* begin *

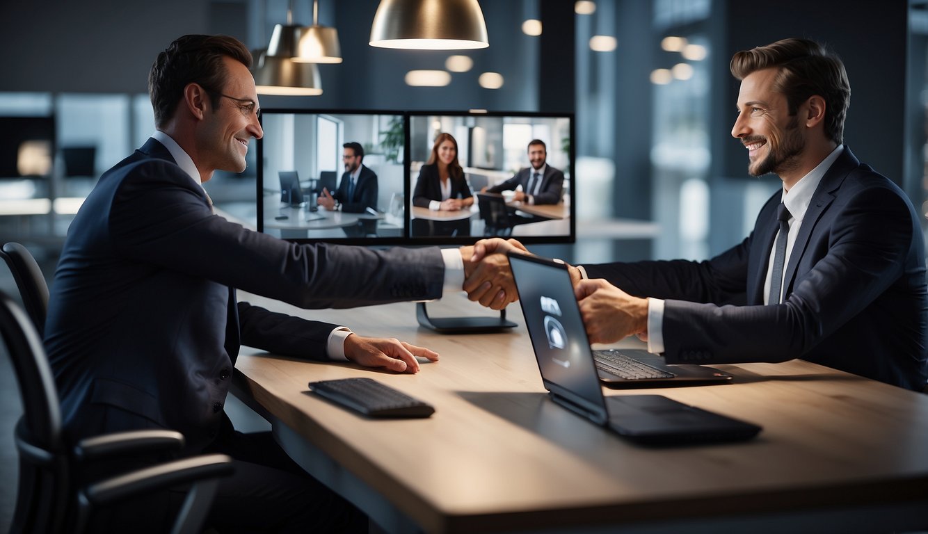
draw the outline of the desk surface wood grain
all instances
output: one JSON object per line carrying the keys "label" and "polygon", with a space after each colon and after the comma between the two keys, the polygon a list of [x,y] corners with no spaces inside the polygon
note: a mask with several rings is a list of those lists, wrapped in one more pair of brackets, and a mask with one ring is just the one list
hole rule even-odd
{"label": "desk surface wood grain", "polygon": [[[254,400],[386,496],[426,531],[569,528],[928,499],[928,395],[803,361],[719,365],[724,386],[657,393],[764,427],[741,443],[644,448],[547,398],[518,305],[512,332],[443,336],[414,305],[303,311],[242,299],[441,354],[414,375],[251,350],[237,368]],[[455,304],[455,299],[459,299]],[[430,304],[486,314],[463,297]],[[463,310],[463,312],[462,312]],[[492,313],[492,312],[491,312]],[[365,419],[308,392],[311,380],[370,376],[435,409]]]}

* end *
* begin *

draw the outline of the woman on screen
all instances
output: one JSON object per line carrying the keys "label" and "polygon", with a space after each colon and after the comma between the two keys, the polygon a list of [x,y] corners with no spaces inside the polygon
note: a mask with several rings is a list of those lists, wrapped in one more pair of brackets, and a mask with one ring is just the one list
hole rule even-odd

* end *

Which lines of the data contain the word "outline", with case counting? Identify each one and copy it out in full.

draw the outline of the desk surface wood grain
draw the outline of the woman on screen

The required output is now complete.